**How to complete this task:** Count the lines below that contain the word "negative" and give only that number.

**Collected data:**
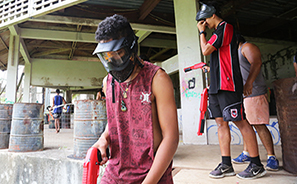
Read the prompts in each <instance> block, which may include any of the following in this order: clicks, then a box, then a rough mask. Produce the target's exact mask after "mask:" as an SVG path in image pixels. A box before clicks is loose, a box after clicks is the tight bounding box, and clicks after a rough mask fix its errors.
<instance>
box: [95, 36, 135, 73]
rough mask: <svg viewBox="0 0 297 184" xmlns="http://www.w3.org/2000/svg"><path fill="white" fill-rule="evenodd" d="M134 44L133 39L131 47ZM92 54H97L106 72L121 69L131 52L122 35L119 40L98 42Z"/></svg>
mask: <svg viewBox="0 0 297 184" xmlns="http://www.w3.org/2000/svg"><path fill="white" fill-rule="evenodd" d="M134 44H135V41H133V43H132V46H131V47H133V46H134ZM93 54H97V56H98V57H99V59H100V60H101V62H102V64H103V66H104V67H105V69H106V70H107V72H110V71H121V70H122V69H123V67H124V63H126V61H127V60H128V59H129V58H130V57H131V54H132V52H131V50H130V49H129V48H128V46H127V41H126V39H125V38H124V37H123V38H121V39H119V40H112V41H110V42H106V43H99V44H98V45H97V47H96V49H95V51H94V52H93Z"/></svg>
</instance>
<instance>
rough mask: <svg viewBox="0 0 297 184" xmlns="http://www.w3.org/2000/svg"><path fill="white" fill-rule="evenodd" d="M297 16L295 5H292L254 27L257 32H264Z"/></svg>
mask: <svg viewBox="0 0 297 184" xmlns="http://www.w3.org/2000/svg"><path fill="white" fill-rule="evenodd" d="M296 16H297V7H294V8H292V9H290V10H288V11H286V12H284V13H282V14H281V15H278V16H276V17H273V18H271V19H269V20H267V21H265V22H262V23H261V24H259V25H258V26H257V27H256V30H257V34H262V33H265V32H267V31H269V30H271V29H274V28H276V27H279V26H281V25H284V24H287V23H288V22H289V21H290V20H292V19H294V18H295V17H296Z"/></svg>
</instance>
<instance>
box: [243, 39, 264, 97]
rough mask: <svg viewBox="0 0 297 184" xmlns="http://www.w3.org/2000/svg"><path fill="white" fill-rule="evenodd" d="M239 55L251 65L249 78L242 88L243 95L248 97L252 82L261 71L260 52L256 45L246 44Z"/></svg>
mask: <svg viewBox="0 0 297 184" xmlns="http://www.w3.org/2000/svg"><path fill="white" fill-rule="evenodd" d="M241 53H242V55H243V56H244V57H245V58H246V59H247V60H248V62H249V63H250V64H251V67H250V73H249V76H248V78H247V80H246V83H245V85H244V87H243V94H244V95H245V96H249V95H251V94H252V90H253V82H254V81H255V79H256V78H257V76H258V74H259V72H260V71H261V66H262V61H261V52H260V49H259V48H258V47H257V46H256V45H254V44H252V43H246V44H244V45H243V47H242V50H241Z"/></svg>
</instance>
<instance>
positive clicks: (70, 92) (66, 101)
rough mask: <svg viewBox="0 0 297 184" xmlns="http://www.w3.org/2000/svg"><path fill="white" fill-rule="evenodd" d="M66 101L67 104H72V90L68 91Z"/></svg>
mask: <svg viewBox="0 0 297 184" xmlns="http://www.w3.org/2000/svg"><path fill="white" fill-rule="evenodd" d="M65 101H66V102H67V103H71V102H72V91H71V90H67V91H66V98H65Z"/></svg>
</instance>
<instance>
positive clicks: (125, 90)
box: [119, 68, 138, 112]
mask: <svg viewBox="0 0 297 184" xmlns="http://www.w3.org/2000/svg"><path fill="white" fill-rule="evenodd" d="M135 74H138V68H137V69H136V72H135V73H134V75H132V76H131V78H130V81H129V82H127V84H126V89H125V90H124V89H123V87H122V85H121V84H120V83H119V86H120V88H121V90H122V91H123V93H122V97H123V99H126V98H127V97H128V95H127V92H128V90H129V86H130V84H131V83H132V80H133V78H134V76H135ZM123 99H122V101H121V111H122V112H126V111H127V106H126V103H125V102H124V100H123Z"/></svg>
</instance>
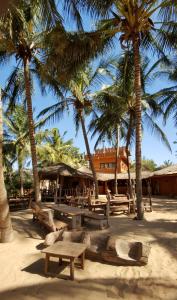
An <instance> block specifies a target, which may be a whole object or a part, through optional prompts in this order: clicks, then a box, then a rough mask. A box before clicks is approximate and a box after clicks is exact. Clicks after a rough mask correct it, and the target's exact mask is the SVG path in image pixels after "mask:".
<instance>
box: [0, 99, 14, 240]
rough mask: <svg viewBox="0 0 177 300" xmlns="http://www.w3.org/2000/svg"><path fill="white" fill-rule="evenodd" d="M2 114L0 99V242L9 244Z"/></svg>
mask: <svg viewBox="0 0 177 300" xmlns="http://www.w3.org/2000/svg"><path fill="white" fill-rule="evenodd" d="M2 115H3V113H2V100H1V97H0V188H1V193H0V234H1V242H2V243H5V242H9V241H11V240H12V238H13V230H12V225H11V219H10V214H9V206H8V201H7V192H6V188H5V184H4V173H3V153H2V148H3V116H2Z"/></svg>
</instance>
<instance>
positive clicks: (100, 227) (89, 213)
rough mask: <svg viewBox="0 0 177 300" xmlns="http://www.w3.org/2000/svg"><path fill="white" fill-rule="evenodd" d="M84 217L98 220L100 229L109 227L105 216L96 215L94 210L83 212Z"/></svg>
mask: <svg viewBox="0 0 177 300" xmlns="http://www.w3.org/2000/svg"><path fill="white" fill-rule="evenodd" d="M84 219H91V220H94V221H96V222H98V223H99V227H100V229H105V228H107V227H109V224H108V219H107V217H106V216H103V215H98V214H97V213H94V212H89V213H86V214H84Z"/></svg>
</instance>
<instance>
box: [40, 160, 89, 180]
mask: <svg viewBox="0 0 177 300" xmlns="http://www.w3.org/2000/svg"><path fill="white" fill-rule="evenodd" d="M57 175H60V176H68V177H85V178H92V174H91V173H87V172H84V171H82V170H81V171H80V170H79V169H75V168H73V167H70V166H68V165H66V164H64V163H60V164H58V165H55V166H49V167H44V168H41V169H39V176H40V178H54V177H55V178H56V177H57Z"/></svg>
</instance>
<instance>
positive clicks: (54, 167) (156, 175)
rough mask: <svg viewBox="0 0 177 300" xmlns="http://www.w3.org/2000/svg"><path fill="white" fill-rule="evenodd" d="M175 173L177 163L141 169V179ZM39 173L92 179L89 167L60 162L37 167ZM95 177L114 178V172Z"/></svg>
mask: <svg viewBox="0 0 177 300" xmlns="http://www.w3.org/2000/svg"><path fill="white" fill-rule="evenodd" d="M175 174H176V175H177V164H176V165H172V166H170V167H167V168H164V169H161V170H158V171H155V172H150V171H143V172H142V179H146V178H152V177H156V176H165V175H166V176H168V175H175ZM39 175H40V178H43V179H44V178H45V179H46V178H48V179H50V178H56V177H57V175H61V176H69V177H82V178H90V179H93V176H92V172H91V170H90V169H89V168H87V167H85V166H82V167H80V168H79V169H76V168H73V167H70V166H68V165H66V164H64V163H60V164H58V165H56V166H49V167H44V168H42V169H39ZM97 178H98V180H99V181H110V180H114V174H107V173H97ZM117 178H118V180H126V179H128V175H127V173H118V174H117ZM131 178H132V179H135V178H136V174H135V172H131Z"/></svg>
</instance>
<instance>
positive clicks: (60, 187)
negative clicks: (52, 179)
mask: <svg viewBox="0 0 177 300" xmlns="http://www.w3.org/2000/svg"><path fill="white" fill-rule="evenodd" d="M63 183H64V177H63V176H60V192H59V203H61V197H62V189H63Z"/></svg>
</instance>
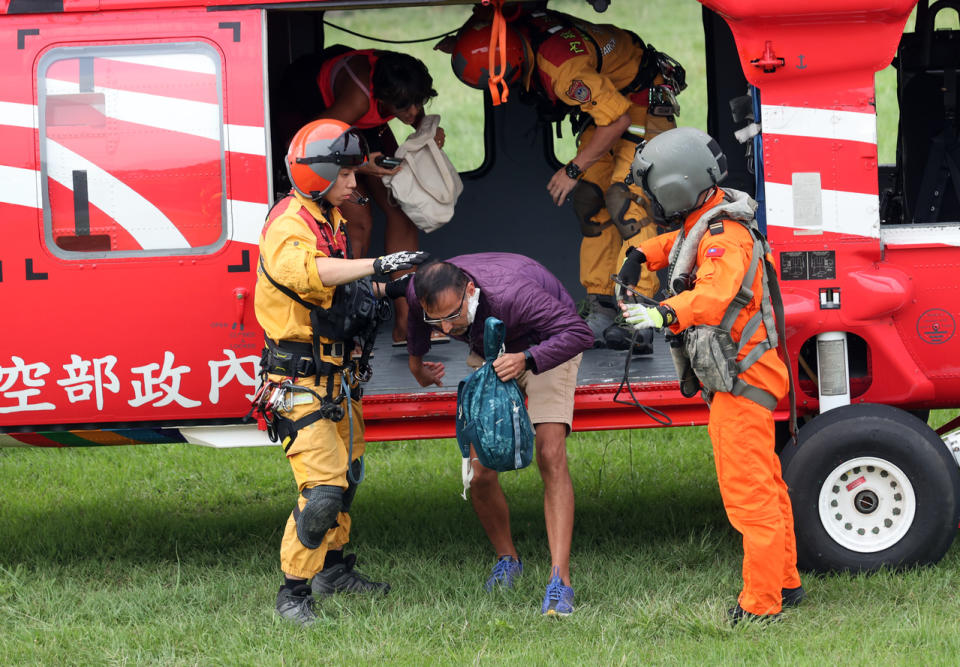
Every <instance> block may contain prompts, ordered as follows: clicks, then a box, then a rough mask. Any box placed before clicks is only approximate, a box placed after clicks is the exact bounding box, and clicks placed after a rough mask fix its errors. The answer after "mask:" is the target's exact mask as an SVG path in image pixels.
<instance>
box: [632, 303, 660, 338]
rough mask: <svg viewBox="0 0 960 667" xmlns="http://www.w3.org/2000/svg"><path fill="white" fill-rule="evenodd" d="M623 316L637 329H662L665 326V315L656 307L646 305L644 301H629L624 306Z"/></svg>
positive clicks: (634, 327)
mask: <svg viewBox="0 0 960 667" xmlns="http://www.w3.org/2000/svg"><path fill="white" fill-rule="evenodd" d="M623 317H624V319H625V320H626V322H627V324H630V325H632V326H633V328H634V329H636V330H637V331H642V330H643V329H660V328H662V327H663V315H661V314H660V311H659V310H657V309H656V308H650V307H648V306H644V305H643V304H642V303H628V304H624V306H623Z"/></svg>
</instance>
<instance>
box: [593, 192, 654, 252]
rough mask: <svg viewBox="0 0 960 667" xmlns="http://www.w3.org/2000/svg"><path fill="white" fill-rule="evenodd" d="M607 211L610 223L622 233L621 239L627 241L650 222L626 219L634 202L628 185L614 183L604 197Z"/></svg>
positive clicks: (633, 200)
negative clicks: (630, 203)
mask: <svg viewBox="0 0 960 667" xmlns="http://www.w3.org/2000/svg"><path fill="white" fill-rule="evenodd" d="M603 199H604V203H605V204H606V206H607V211H609V212H610V221H611V222H612V223H613V224H614V225H615V226H616V228H617V231H618V232H620V237H621V238H622V239H623V240H624V241H626V240H627V239H629V238H632V237H634V236H636V235H637V234H639V233H640V230H641V229H642V228H643V226H644V225H645V224H647V222H648V220H647V219H646V218H644V219H643V220H633V219H630V218H627V217H625V216H626V215H627V211H628V210H629V209H630V203H631V202H632V201H634V195H633V193H632V192H630V188H628V187H627V185H626V183H614V184H613V185H611V186H610V187H609V188H607V192H606V193H605V194H604V196H603Z"/></svg>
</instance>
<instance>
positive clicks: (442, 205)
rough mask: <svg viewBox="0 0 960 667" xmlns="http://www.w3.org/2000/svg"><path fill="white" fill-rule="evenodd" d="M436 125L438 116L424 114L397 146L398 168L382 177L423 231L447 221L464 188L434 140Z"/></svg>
mask: <svg viewBox="0 0 960 667" xmlns="http://www.w3.org/2000/svg"><path fill="white" fill-rule="evenodd" d="M439 126H440V116H438V115H437V114H430V115H427V116H424V117H423V120H422V121H421V123H420V127H419V129H417V131H416V132H414V133H413V134H411V135H410V136H409V137H407V140H406V141H404V142H403V143H402V144H401V145H400V147H399V148H398V149H397V152H396V154H395V155H396V157H398V158H403V166H402V168H401V169H400V171H398V172H397V173H396V174H393V175H390V176H384V177H383V183H384V185H386V186H387V189H388V190H389V191H390V193H391V194H392V195H393V198H394V199H396V200H397V203H399V204H400V208H402V209H403V212H404V213H406V214H407V216H408V217H409V218H410V220H412V221H413V224H415V225H416V226H417V227H419V228H420V229H422V230H423V231H425V232H432V231H433V230H434V229H437V228H439V227H442V226H443V225H445V224H446V223H447V222H449V221H450V218H452V217H453V210H454V206H455V204H456V203H457V198H458V197H460V193H461V192H463V182H462V181H461V180H460V174H458V173H457V169H456V167H454V166H453V163H452V162H450V158H448V157H447V156H446V154H445V153H444V152H443V151H442V150H440V147H439V146H437V142H436V141H434V136H435V135H436V133H437V128H438V127H439Z"/></svg>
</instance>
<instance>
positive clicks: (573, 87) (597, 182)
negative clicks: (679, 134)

**Solution:** 3